Un tercer factor. Un muerto resulta muy interesante pero diez millones no lo son tanto. Lo explican en este artículo, donde también se recuerda una frase de Teresa de Calcuta: «Si miro a la muchedumbre nunca haré nada; si miro a uno solo, sí». Stalin lo había dicho antes con bastante menos romanticismo: «Un muerto es una tragedia. Millones son una estadística».

Diferentes experimentos han demostrado que tendemos a donar más dinero si se nos dice que el beneficiario será un niño que se muere de hambre que si se nos dice que serán ocho. La proporción, por si a alguien le interesa conocerla, es de once dólares de media para un solo niño por cinco dólares de media para ocho niños.

Una segunda versión del experimento ofrecía a los participantes tres opciones:

1. Donar una cantidad voluntaria a una niña famélica de la que se enseñaba una foto.

2. Donar una cantidad voluntaria para «miles» de niños famélicos.

3. Donar una cantidad voluntaria para la niña de la foto, tras ser informados de la existencia de «miles» de niños famélicos como ella.

En el primer caso se donaron 2,25 $ de media. En el segundo, 1,15 $. En el tercero, 1,40 $.

(Registros de una colección de datos)
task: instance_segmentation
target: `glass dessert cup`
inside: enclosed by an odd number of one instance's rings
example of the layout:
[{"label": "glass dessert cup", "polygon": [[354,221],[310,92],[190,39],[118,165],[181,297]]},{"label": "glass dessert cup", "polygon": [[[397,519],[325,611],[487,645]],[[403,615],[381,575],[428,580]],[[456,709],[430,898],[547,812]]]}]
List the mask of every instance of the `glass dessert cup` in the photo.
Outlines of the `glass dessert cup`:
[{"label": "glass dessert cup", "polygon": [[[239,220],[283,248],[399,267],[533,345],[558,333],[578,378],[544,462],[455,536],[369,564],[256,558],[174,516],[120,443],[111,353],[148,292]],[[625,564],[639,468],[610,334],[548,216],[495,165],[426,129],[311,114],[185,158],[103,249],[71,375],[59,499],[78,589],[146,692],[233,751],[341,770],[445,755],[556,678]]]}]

* * *

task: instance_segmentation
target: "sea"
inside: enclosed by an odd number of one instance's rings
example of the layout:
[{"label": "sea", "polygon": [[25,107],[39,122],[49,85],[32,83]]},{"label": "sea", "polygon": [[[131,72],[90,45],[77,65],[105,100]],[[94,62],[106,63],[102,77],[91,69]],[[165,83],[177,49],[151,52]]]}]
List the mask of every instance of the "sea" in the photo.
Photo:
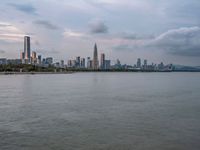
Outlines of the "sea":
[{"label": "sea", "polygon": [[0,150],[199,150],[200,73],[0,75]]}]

## Lo que se pide
¿Puedes transcribir palabra por palabra y completo el texto sobre las donaciones a niños famélicos?

## Espacio de respuesta
Un tercer factor. Un muerto resulta muy interesante pero diez millones no lo son tanto. Lo explican en este artículo, donde también se recuerda una frase de Teresa de Calcuta: «Si miro a la muchedumbre nunca haré nada; si miro a uno solo, sí». Stalin lo había dicho antes con bastante menos romanticismo: «Un muerto es una tragedia. Millones son una estadística».

Diferentes experimentos han demostrado que tendemos a donar más dinero si se nos dice que el beneficiario será un niño que se muere de hambre que si se nos dice que serán ocho. La proporción, por si a alguien le interesa conocerla, es de once dólares de media para un solo niño por cinco dólares de media para ocho niños.

Una segunda versión del experimento ofrecía a los participantes tres opciones:

1. Donar una cantidad voluntaria a una niña famélica de la que se enseñaba una foto.

2. Donar una cantidad voluntaria para «miles» de niños famélicos.

3. Donar una cantidad voluntaria para la niña de la foto, tras ser informados de la existencia de «miles» de niños famélicos como ella.

En el primer caso se donaron 2,25 $ de media. En el segundo, 1,15 $. En el tercero, 1,40 $.